━━ DATA LINES ━━

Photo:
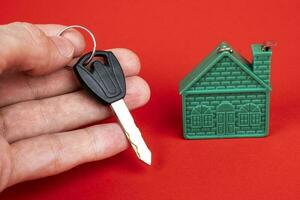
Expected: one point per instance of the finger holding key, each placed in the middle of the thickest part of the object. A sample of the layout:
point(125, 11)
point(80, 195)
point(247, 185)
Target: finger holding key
point(106, 82)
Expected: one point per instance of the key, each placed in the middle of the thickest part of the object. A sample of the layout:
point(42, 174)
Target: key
point(105, 81)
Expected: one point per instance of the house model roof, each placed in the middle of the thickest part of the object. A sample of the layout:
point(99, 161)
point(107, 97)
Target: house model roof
point(218, 53)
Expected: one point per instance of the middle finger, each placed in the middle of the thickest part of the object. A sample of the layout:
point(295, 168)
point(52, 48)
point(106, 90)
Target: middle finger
point(63, 113)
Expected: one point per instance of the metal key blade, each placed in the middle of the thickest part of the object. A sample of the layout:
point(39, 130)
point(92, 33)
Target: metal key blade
point(132, 132)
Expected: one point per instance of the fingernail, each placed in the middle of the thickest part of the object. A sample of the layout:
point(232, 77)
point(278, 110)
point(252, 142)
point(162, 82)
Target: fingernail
point(64, 46)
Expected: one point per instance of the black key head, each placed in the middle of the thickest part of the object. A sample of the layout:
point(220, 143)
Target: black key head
point(104, 80)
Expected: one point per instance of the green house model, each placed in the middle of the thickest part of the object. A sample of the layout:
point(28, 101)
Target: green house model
point(225, 96)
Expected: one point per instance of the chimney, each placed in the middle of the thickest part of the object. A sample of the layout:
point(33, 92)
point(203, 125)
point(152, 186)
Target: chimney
point(261, 54)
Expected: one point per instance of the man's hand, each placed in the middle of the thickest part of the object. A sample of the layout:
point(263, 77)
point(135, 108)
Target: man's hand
point(41, 104)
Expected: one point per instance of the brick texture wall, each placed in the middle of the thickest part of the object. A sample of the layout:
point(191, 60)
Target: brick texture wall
point(226, 74)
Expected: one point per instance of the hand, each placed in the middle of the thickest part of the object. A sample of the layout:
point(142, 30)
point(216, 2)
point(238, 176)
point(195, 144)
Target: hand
point(41, 104)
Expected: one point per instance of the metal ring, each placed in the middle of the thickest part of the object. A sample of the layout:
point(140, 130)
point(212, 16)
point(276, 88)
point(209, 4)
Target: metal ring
point(87, 30)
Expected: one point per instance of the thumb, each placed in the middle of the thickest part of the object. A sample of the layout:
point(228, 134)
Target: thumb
point(25, 47)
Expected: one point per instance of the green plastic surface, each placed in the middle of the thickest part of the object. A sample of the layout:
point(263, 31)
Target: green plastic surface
point(225, 96)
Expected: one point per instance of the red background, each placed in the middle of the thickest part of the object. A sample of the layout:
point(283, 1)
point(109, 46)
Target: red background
point(171, 37)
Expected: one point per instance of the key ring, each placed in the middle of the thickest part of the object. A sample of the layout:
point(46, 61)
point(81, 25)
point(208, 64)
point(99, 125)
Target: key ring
point(87, 30)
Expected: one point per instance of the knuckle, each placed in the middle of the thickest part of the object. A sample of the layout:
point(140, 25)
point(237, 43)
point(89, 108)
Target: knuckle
point(37, 38)
point(141, 90)
point(56, 149)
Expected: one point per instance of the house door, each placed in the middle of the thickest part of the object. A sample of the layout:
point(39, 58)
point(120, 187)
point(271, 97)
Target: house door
point(225, 119)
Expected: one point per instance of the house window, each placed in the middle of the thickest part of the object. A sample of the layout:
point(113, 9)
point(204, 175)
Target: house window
point(201, 117)
point(244, 119)
point(255, 118)
point(196, 121)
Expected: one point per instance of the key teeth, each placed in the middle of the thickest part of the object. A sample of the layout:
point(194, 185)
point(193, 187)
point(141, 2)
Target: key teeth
point(146, 157)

━━━

Convert all of the lines above into a Markdown table with two columns, Row and Line, giving each line a row number and skipping any blank lines. Leave the pictures out of the table.

◆ WRITTEN SOLUTION:
| Row | Line |
|---|---|
| 1 | Photo: |
| 2 | Expected: one point per instance of the finger holding key, each placed in the middle of the thickest part of the object. A sample of the layout: |
| 3 | point(125, 11) |
| 4 | point(80, 195) |
| 5 | point(247, 185) |
| 6 | Target: finger holding key |
| 7 | point(106, 82) |
| 8 | Expected: one point per instance of the key, each placed in the middle of the thickest part of the object. A sample of the layout: |
| 9 | point(42, 174) |
| 10 | Target: key |
| 11 | point(105, 81) |
| 12 | Expected: one point per instance of the house model roof, each placed in the middle of the thickest part of the object. A sample of the layout: |
| 13 | point(99, 161) |
| 14 | point(107, 97) |
| 15 | Target: house model roof |
| 16 | point(218, 53) |
| 17 | Expected: one point per instance of the middle finger, each placed in the middle of the thickest part of the object. A sample of the layout: |
| 18 | point(295, 168) |
| 19 | point(52, 48) |
| 20 | point(106, 90) |
| 21 | Target: middle finger |
| 22 | point(63, 113) |
| 23 | Expected: one point per instance of the metal key blade, each placed in the middle of the thickest part of the object. A sample of the layout: |
| 24 | point(39, 130) |
| 25 | point(92, 33) |
| 26 | Target: metal key blade |
| 27 | point(132, 132) |
| 28 | Expected: one point per instance of the fingernail, each placed in the middle of the thickest part of the object. A sample of the layout: |
| 29 | point(232, 77) |
| 30 | point(278, 110) |
| 31 | point(252, 142) |
| 32 | point(162, 82) |
| 33 | Target: fingernail |
| 34 | point(64, 46) |
| 35 | Expected: one point per instance of the black key head, each placed in the middle of the thickest part of the object. A sample of the layout: |
| 36 | point(220, 143) |
| 37 | Target: black key head |
| 38 | point(104, 80) |
| 39 | Expected: one point per instance of the green house model, each placed in the middle of the thickest part of the object. A sample of the layout: |
| 40 | point(28, 101) |
| 41 | Target: green house model |
| 42 | point(225, 96) |
| 43 | Expected: one point per instance of the chimney, each placed in the middle of the thickest part of the object. A sample of the layout: |
| 44 | point(33, 92) |
| 45 | point(203, 125) |
| 46 | point(152, 186) |
| 47 | Target: chimney |
| 48 | point(261, 54) |
| 49 | Expected: one point per instance of the man's hand, each placed in the middle of the thickest part of the object. A sample of the layout: |
| 50 | point(263, 77) |
| 51 | point(135, 108) |
| 52 | Target: man's hand |
| 53 | point(41, 104) |
| 54 | Expected: one point per instance of the brick texture wall, each placed in the middle of the thickest part of the object. A sample of the layout: |
| 55 | point(191, 60) |
| 56 | Target: brick texture wall |
| 57 | point(226, 74) |
| 58 | Expected: one point per instance of the hand, each placed in the middle of the thickest part of the object. A sample of the layout: |
| 59 | point(142, 30) |
| 60 | point(216, 2) |
| 61 | point(238, 176) |
| 62 | point(195, 144) |
| 63 | Target: hand |
| 64 | point(41, 104) |
| 65 | Expected: one point per instance of the metal ring, each placed in the middle of the thickest part of the object. A sample of the layout: |
| 66 | point(140, 130) |
| 67 | point(212, 16) |
| 68 | point(276, 88) |
| 69 | point(209, 4) |
| 70 | Target: metal ring |
| 71 | point(87, 30) |
| 72 | Expected: one point per instance of the thumb, each placed in the middle of the thickest part of the object. A sample of the layout: |
| 73 | point(228, 134) |
| 74 | Target: thumb |
| 75 | point(25, 47) |
| 76 | Expected: one point per instance of the green plastic surface, each placed in the middle of the thickest part of the object. A sample of the layout: |
| 77 | point(263, 31) |
| 78 | Target: green plastic surface |
| 79 | point(225, 96) |
| 80 | Expected: one point per instance of the red background, each placed in the middle of the thickest part of the object. A sample of the layout: |
| 81 | point(283, 1) |
| 82 | point(109, 46) |
| 83 | Target: red background |
| 84 | point(171, 37) |
| 85 | Expected: one point per instance of the key ring, each placed in the middle of the thickest part of the object. A sample of the layout: |
| 86 | point(46, 61) |
| 87 | point(81, 25) |
| 88 | point(208, 64) |
| 89 | point(99, 125) |
| 90 | Target: key ring |
| 91 | point(87, 30) |
| 92 | Expected: one point per instance of the knuckle, each placed in the middle of the thickest part of the object. A sample of the layout: |
| 93 | point(140, 25) |
| 94 | point(237, 43) |
| 95 | point(89, 108) |
| 96 | Target: knuckle |
| 97 | point(37, 38) |
| 98 | point(141, 90) |
| 99 | point(56, 149) |
| 100 | Expected: one point per instance of the house door, each placed in the middle of the thickest part of the object. A sample of the layout: |
| 101 | point(39, 58) |
| 102 | point(120, 187) |
| 103 | point(271, 97) |
| 104 | Target: house door |
| 105 | point(225, 119) |
| 106 | Expected: one point per instance of the house window, each placed in the middle of the thickest part of the object. A sample of the layout: |
| 107 | point(113, 9) |
| 108 | point(204, 175) |
| 109 | Target: house window |
| 110 | point(201, 117) |
| 111 | point(244, 119) |
| 112 | point(255, 118) |
| 113 | point(196, 121) |
| 114 | Expected: one point per instance of the key teeth, each placed in the middle of the thickest part of the object. A sample of the layout: |
| 115 | point(194, 185) |
| 116 | point(193, 187) |
| 117 | point(141, 2) |
| 118 | Target: key teeth |
| 119 | point(146, 157) |